**Problem:** Where in the material does the word "ceiling" appear? Copy each line that has it.

**Records supplied:**
◆ ◆ ◆ ◆

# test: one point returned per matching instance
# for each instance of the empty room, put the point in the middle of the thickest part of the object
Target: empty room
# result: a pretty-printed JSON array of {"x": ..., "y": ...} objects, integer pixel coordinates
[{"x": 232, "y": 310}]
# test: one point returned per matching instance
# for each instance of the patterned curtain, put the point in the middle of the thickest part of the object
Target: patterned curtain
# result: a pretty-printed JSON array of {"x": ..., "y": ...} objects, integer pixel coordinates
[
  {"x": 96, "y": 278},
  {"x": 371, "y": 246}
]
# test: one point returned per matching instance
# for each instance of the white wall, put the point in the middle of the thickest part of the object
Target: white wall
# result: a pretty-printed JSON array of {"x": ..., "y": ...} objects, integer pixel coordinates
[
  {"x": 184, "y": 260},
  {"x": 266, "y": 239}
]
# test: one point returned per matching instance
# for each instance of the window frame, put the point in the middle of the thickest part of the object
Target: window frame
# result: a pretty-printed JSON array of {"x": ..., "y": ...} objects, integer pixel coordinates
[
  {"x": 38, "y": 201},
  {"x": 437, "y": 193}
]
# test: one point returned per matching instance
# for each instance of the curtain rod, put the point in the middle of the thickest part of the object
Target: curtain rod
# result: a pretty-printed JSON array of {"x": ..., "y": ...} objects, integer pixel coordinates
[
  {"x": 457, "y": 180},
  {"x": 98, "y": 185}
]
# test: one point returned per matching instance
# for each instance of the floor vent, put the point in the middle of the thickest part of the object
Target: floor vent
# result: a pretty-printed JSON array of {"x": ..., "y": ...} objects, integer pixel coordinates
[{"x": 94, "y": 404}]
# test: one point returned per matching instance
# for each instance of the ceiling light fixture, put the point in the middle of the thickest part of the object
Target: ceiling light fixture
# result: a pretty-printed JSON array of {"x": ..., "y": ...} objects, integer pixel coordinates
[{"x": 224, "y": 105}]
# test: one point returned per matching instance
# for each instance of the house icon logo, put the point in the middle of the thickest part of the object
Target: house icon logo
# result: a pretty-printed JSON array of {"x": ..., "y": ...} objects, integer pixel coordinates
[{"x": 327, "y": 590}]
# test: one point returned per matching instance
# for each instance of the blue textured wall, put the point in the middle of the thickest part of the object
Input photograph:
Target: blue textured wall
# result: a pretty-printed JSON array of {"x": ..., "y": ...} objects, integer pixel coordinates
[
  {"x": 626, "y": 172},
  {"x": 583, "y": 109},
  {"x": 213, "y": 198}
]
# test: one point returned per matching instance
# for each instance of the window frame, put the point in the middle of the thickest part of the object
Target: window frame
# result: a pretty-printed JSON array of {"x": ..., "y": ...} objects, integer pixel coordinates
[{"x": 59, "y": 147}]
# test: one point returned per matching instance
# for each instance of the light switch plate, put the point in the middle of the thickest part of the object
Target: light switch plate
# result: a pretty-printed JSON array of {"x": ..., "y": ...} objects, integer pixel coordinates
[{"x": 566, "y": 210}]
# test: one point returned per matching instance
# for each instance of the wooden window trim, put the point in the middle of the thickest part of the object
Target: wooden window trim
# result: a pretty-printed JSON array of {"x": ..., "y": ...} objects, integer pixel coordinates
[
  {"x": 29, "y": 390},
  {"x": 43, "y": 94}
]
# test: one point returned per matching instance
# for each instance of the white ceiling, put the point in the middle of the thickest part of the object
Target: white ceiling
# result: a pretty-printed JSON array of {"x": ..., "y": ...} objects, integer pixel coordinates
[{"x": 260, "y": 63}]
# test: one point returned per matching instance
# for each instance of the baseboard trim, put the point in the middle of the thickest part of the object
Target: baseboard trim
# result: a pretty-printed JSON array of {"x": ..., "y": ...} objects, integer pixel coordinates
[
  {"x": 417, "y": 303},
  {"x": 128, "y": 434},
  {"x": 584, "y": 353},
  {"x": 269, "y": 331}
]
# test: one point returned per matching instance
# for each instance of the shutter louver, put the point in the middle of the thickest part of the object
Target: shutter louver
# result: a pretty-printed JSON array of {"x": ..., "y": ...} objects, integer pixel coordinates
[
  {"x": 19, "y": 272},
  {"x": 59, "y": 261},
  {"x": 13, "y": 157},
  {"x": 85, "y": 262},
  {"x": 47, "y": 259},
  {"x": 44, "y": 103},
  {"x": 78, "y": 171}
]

◆ ◆ ◆ ◆

**Written solution:**
# for each instance of the ceiling light fixture, put the point in the middle of the thickest part of the object
Target: ceiling light fixture
# for each instance of the white ceiling, put the point in the middle of the thickest part of the object
Target: white ceiling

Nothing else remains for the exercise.